- **What is expected**: Extract exactly and only the lines of the data below, starting at the line with "Place one keypoint on each instance of the balcony and" and stopping after the final line.

- **Source material**:
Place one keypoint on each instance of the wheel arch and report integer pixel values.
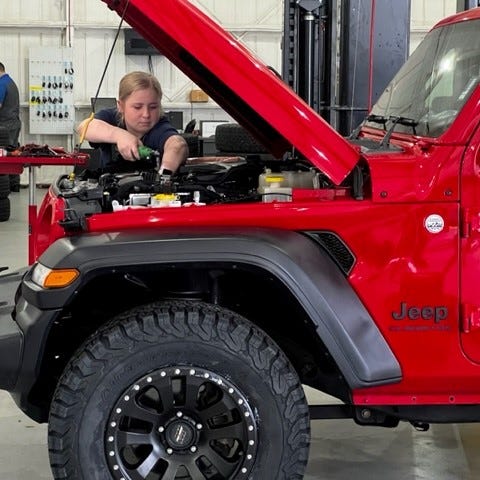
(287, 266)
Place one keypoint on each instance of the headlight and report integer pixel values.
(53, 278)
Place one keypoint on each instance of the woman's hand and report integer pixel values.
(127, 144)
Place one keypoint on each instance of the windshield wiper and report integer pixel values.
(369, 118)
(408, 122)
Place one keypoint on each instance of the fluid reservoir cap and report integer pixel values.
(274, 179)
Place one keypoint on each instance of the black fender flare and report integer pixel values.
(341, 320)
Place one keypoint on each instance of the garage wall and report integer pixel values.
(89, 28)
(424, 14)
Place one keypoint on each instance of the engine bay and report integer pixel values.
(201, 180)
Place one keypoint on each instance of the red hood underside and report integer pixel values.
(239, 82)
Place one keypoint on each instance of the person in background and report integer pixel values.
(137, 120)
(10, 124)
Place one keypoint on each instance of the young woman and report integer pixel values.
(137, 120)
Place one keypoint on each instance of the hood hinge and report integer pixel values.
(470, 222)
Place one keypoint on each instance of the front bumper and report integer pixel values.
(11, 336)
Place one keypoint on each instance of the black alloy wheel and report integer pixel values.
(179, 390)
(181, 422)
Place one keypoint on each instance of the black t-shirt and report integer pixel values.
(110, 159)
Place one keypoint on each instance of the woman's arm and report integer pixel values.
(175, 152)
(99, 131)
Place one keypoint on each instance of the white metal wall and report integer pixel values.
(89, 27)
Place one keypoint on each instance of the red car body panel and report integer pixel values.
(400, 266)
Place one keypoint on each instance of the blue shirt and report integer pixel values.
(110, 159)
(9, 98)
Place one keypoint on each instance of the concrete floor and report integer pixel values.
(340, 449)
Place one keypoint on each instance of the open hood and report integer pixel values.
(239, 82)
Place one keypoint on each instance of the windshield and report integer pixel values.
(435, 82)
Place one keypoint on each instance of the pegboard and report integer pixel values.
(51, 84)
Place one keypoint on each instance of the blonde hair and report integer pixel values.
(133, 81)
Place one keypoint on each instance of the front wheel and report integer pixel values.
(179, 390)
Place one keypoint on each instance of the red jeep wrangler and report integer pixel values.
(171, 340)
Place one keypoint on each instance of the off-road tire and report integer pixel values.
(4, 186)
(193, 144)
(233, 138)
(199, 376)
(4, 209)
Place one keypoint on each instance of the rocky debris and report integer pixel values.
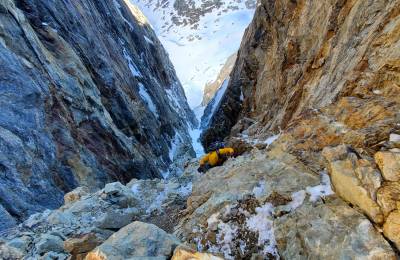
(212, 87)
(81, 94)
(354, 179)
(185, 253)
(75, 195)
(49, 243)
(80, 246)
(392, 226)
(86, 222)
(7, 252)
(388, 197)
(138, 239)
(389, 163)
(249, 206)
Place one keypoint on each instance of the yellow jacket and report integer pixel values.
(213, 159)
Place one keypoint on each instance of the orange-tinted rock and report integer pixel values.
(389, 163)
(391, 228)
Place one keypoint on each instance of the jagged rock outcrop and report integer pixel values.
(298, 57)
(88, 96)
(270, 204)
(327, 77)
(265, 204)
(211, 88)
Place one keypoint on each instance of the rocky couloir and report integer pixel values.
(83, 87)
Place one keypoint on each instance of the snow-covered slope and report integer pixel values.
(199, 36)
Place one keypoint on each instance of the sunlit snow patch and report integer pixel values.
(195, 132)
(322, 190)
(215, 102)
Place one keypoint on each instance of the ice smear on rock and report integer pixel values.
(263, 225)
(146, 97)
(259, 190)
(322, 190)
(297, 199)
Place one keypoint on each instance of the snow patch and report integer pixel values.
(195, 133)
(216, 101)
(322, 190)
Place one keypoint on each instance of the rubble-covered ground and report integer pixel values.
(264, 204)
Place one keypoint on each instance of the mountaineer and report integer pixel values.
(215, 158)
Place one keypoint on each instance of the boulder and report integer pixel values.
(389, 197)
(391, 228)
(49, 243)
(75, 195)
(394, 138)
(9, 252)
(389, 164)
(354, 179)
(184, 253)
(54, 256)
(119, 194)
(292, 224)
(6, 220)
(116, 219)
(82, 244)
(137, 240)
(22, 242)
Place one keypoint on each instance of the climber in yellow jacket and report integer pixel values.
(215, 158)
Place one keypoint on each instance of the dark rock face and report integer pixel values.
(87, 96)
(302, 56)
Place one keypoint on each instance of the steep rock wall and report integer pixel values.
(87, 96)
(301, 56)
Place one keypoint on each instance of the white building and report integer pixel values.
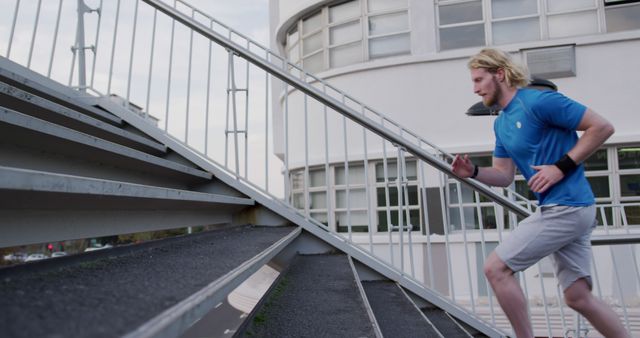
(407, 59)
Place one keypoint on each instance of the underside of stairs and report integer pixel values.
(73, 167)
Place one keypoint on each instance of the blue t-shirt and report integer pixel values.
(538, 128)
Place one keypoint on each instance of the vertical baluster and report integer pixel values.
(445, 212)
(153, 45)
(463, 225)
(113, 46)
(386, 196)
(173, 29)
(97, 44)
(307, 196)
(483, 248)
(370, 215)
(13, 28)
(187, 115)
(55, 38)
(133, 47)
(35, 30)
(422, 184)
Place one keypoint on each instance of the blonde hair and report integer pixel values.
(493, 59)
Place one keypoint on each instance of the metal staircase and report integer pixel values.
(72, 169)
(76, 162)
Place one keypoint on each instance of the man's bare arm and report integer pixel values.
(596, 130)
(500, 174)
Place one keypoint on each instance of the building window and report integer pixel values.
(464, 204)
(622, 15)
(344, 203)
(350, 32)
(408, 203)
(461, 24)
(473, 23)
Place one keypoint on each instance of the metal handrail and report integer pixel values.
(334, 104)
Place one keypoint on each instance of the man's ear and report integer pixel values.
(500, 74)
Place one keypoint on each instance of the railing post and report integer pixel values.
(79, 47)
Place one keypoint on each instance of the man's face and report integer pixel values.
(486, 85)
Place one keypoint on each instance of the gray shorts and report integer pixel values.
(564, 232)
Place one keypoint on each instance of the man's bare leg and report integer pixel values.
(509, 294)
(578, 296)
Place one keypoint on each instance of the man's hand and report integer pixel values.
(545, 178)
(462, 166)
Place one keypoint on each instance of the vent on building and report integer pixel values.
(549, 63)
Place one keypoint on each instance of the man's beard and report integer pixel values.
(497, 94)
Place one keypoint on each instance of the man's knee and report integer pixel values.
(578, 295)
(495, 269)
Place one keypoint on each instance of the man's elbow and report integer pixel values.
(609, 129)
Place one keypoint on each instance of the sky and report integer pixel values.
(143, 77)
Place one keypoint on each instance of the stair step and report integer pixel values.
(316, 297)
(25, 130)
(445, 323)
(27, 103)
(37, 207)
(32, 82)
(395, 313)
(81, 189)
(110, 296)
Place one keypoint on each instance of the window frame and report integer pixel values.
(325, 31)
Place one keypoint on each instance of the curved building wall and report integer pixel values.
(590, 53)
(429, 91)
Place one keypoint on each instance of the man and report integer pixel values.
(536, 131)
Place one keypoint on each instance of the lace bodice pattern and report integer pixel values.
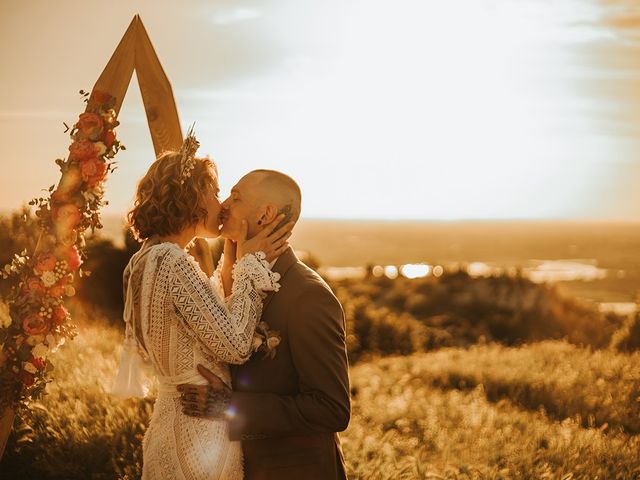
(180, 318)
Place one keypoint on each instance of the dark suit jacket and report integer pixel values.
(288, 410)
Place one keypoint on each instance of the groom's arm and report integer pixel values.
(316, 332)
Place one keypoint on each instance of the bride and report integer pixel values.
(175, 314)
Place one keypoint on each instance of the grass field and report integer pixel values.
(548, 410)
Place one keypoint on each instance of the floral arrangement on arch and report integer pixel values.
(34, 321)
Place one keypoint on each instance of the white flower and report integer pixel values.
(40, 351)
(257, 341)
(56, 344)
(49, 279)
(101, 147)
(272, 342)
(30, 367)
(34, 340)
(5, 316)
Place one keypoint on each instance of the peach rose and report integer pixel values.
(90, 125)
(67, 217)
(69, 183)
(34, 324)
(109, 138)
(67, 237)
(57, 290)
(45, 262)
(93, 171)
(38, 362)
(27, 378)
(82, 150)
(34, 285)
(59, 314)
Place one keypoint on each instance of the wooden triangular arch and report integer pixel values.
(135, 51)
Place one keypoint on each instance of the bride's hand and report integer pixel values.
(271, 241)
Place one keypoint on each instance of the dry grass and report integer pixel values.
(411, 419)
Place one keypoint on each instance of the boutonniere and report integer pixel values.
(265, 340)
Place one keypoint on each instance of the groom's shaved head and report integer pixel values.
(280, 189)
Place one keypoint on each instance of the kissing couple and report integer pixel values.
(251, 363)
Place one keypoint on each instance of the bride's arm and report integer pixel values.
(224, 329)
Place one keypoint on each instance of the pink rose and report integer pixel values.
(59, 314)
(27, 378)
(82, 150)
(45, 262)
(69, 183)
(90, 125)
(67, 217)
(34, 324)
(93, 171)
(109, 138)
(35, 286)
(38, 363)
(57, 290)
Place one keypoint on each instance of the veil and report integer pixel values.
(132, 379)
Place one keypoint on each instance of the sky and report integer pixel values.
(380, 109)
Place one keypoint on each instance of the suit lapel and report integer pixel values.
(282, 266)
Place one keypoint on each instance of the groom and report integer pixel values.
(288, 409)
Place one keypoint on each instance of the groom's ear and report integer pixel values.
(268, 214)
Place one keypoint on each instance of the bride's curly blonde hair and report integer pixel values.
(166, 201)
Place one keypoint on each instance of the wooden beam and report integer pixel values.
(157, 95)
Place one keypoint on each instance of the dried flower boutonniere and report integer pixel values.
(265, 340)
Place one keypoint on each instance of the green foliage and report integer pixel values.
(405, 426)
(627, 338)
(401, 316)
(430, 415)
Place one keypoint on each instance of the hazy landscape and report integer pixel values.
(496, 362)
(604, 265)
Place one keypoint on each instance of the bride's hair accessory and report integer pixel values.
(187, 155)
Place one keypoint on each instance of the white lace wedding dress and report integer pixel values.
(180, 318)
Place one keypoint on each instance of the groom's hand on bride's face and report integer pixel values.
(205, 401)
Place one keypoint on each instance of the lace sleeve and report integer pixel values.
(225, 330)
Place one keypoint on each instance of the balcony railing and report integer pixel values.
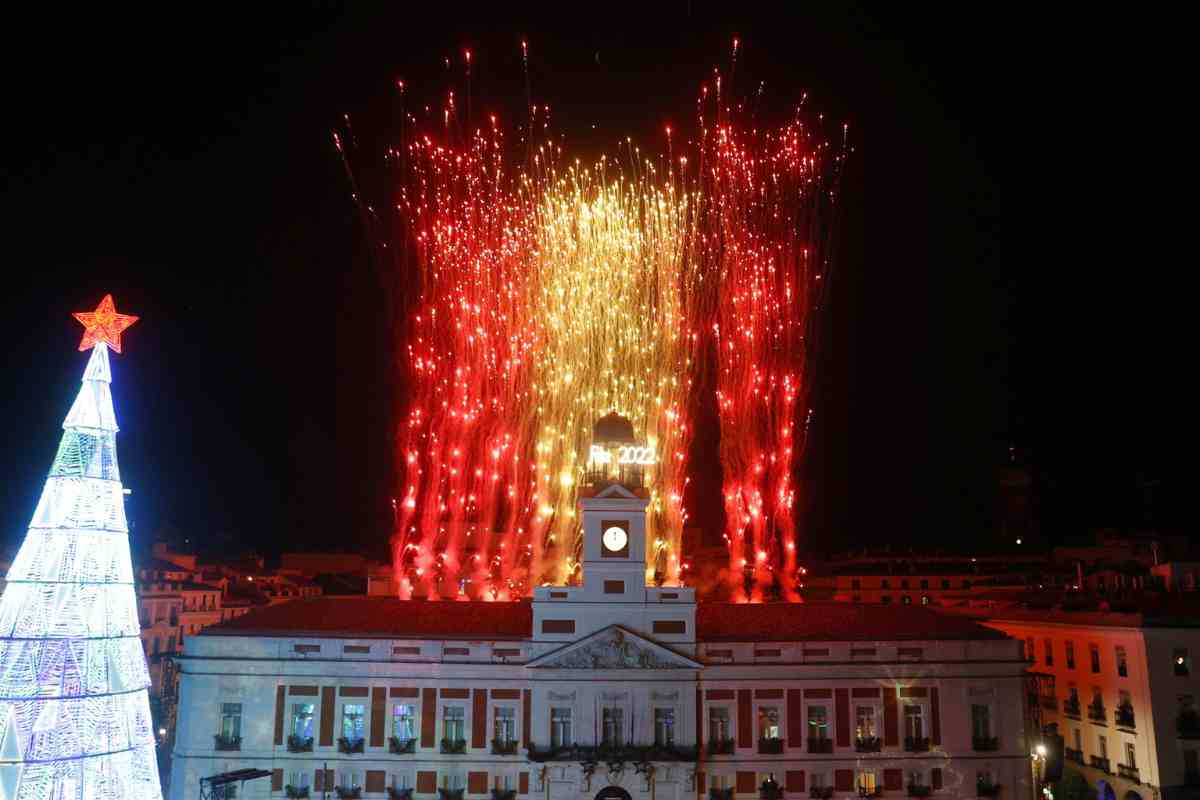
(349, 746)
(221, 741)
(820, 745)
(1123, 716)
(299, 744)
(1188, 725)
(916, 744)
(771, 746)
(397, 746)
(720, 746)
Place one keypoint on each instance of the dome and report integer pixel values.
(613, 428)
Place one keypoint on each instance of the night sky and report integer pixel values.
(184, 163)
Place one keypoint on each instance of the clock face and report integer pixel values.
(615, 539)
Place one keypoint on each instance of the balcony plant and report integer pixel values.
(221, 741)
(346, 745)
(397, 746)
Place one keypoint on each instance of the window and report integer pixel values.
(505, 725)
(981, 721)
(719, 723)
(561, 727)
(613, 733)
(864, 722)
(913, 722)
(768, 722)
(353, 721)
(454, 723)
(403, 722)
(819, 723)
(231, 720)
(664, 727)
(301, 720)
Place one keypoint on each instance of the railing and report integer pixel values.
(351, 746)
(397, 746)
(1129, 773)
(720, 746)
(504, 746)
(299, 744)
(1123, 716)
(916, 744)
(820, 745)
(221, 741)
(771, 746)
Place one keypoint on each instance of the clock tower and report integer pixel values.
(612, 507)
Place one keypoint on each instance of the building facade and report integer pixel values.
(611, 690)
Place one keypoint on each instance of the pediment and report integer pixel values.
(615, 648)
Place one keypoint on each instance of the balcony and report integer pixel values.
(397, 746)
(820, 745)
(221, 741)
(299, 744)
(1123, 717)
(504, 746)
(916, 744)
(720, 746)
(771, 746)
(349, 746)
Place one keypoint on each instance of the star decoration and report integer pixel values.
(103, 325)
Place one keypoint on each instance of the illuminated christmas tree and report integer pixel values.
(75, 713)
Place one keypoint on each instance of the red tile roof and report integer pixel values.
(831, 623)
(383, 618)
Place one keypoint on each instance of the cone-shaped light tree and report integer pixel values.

- **Finished exercise**:
Place one keypoint on each instance of the balcony and report integer pixel values.
(397, 746)
(820, 745)
(221, 741)
(299, 744)
(1123, 717)
(504, 746)
(916, 744)
(720, 746)
(771, 746)
(349, 746)
Place one keypoint on each instance of the star decoration and report integer pixel values.
(103, 325)
Place one keypoint on each instance of the illuminated christmas tree and report integer pixel values.
(75, 713)
Place one keypoint on each instance of the red tile roof and report integer pixel values.
(831, 623)
(383, 618)
Place one keypoint on each instance of the cone-shaped light tree and report integer pixel values.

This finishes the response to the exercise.